ЦЕЛЬ: Оформи все данные ниже как JSON-список строк, по одному элементу на каждую строку. Пустые строки пропусти.

━━━━

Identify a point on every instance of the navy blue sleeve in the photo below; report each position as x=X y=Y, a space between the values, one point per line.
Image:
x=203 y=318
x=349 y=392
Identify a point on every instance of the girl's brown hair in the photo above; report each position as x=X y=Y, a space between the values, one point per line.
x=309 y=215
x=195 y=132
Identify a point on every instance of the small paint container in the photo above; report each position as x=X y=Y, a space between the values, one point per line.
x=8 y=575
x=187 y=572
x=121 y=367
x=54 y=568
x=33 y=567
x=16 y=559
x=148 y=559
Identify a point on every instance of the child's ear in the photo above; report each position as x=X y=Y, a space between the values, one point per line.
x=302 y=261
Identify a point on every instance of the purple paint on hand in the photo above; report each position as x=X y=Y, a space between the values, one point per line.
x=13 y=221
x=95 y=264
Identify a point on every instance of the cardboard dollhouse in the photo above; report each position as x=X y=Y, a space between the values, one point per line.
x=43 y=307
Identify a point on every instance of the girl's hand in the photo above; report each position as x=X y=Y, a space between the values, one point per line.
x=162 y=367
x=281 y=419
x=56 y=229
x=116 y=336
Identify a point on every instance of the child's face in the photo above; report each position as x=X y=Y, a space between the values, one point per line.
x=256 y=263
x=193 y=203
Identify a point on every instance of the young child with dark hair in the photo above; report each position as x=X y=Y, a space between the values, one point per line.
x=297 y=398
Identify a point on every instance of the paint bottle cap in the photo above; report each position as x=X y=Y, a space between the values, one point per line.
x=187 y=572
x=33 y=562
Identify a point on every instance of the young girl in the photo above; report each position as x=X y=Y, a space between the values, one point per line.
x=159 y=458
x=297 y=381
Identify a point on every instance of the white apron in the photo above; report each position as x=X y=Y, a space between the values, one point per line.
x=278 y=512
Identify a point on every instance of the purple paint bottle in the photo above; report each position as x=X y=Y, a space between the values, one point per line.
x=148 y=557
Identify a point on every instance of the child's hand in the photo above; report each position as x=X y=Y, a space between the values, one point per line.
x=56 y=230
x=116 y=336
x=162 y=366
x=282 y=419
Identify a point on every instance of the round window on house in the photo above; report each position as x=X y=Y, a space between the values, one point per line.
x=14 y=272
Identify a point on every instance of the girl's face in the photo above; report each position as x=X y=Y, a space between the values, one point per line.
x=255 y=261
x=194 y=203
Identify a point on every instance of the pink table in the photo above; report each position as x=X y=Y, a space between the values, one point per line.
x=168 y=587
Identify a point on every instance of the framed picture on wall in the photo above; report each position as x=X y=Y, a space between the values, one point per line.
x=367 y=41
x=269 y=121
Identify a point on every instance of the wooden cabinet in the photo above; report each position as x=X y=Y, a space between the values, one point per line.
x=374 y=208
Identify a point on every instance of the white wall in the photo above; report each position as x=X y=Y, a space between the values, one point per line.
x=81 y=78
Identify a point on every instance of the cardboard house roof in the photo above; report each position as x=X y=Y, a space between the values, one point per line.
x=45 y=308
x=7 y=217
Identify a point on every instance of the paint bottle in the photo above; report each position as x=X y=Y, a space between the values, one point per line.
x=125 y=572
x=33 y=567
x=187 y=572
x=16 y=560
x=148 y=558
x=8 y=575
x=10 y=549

━━━━

РЕЗУЛЬТАТ ВЫПОЛНЕНИЯ:
[
  "Identify a point on every instance of the navy blue sleeve in the photo below; report each position as x=X y=Y, a space between the values, one point per line.",
  "Image:",
  "x=203 y=318",
  "x=349 y=392",
  "Identify a point on every instance of the girl's brown hair in the photo above; report each position as x=X y=Y, a space between the values, one point per line.",
  "x=309 y=215",
  "x=195 y=132",
  "Identify a point on every instance of the small paint container in the photo above; report each position as x=X y=Y, a space between the values, one point per line.",
  "x=8 y=575",
  "x=187 y=572",
  "x=121 y=367",
  "x=54 y=568",
  "x=33 y=567",
  "x=16 y=559",
  "x=148 y=559",
  "Identify a point on every instance of the child's ear in the photo above; report each position as x=X y=Y, a space between the values, one point per line.",
  "x=302 y=261",
  "Identify a point on every instance of the purple paint on hand in the photo above; report each position as x=X y=Y, a space between the values, one point per line.",
  "x=13 y=221",
  "x=95 y=264",
  "Identify a point on every instance of the cardboard dollhouse in the photo above; report each position as x=X y=Y, a space between the values, one point per line.",
  "x=43 y=307",
  "Identify a point on every instance of the girl's hand in the photo above; report each position as x=X y=Y, a space between the values, one point per line.",
  "x=162 y=367",
  "x=281 y=419",
  "x=56 y=229",
  "x=116 y=336",
  "Identify a point on every instance of the child's face in the photo above; report each position as x=X y=Y, a space between the values, one point per line.",
  "x=256 y=263",
  "x=193 y=203",
  "Identify a point on every instance of the young child with dark hair in the photo above; report each position as x=X y=Y, a space between the values, one point per line.",
  "x=297 y=398",
  "Identify a point on every instance of the paint bottle cap in the photo above; report each position as x=X y=Y, a space between the values, one point per line.",
  "x=187 y=572",
  "x=33 y=562",
  "Identify a point on every instance of the young girl in the photo above; report each position as x=X y=Y, a space between the values, one point per line.",
  "x=159 y=458",
  "x=297 y=381",
  "Identify a point on every instance of the white apron in the photo above; report each position as x=X y=Y, a space between the values, one point per line.",
  "x=278 y=512",
  "Identify a point on every instance of the purple paint bottle in the photo above; report each position as x=X y=Y, a space between the values, one point per line.",
  "x=148 y=557",
  "Identify a point on every instance of the child's hand in the photo above; report each position as x=X y=Y, a space between the values, one point per line.",
  "x=56 y=230",
  "x=116 y=336",
  "x=162 y=366",
  "x=282 y=419",
  "Identify a point on every instance of the round window on house in the photo above; report each position as x=X y=Y, a space between the values, one point per line.",
  "x=14 y=272",
  "Identify a point on every instance of the girl's face in the photo above; report each position as x=X y=Y, a space between the values, one point per line.",
  "x=255 y=261",
  "x=194 y=203",
  "Identify a point on every instance of the pink table in the photo above; report each position as x=X y=Y, a space between the values, one point per line.",
  "x=168 y=587",
  "Identify a point on every instance of the framed picture on wall in the photo above; report each position as x=X y=Y, a space between the values, one point per line.",
  "x=367 y=41",
  "x=269 y=121",
  "Identify a point on every instance of the wooden cabinet in the photo above; report each position as x=X y=Y, a space between the values, one point per line.",
  "x=374 y=208",
  "Identify a point on every instance of the white wall in the photo above; report each position as x=X y=Y, a space between the values, one point per line.",
  "x=81 y=78",
  "Identify a point on every instance of the cardboard house roof in the photo above; report each position as x=X y=Y, a space between the values, one point per line.",
  "x=45 y=308",
  "x=7 y=217",
  "Identify a point on every instance of the paint bottle in the photo above; report each position as x=X y=Y, a space between the values, one point per line.",
  "x=125 y=572",
  "x=33 y=567",
  "x=187 y=572",
  "x=16 y=560",
  "x=148 y=558",
  "x=8 y=575",
  "x=10 y=549"
]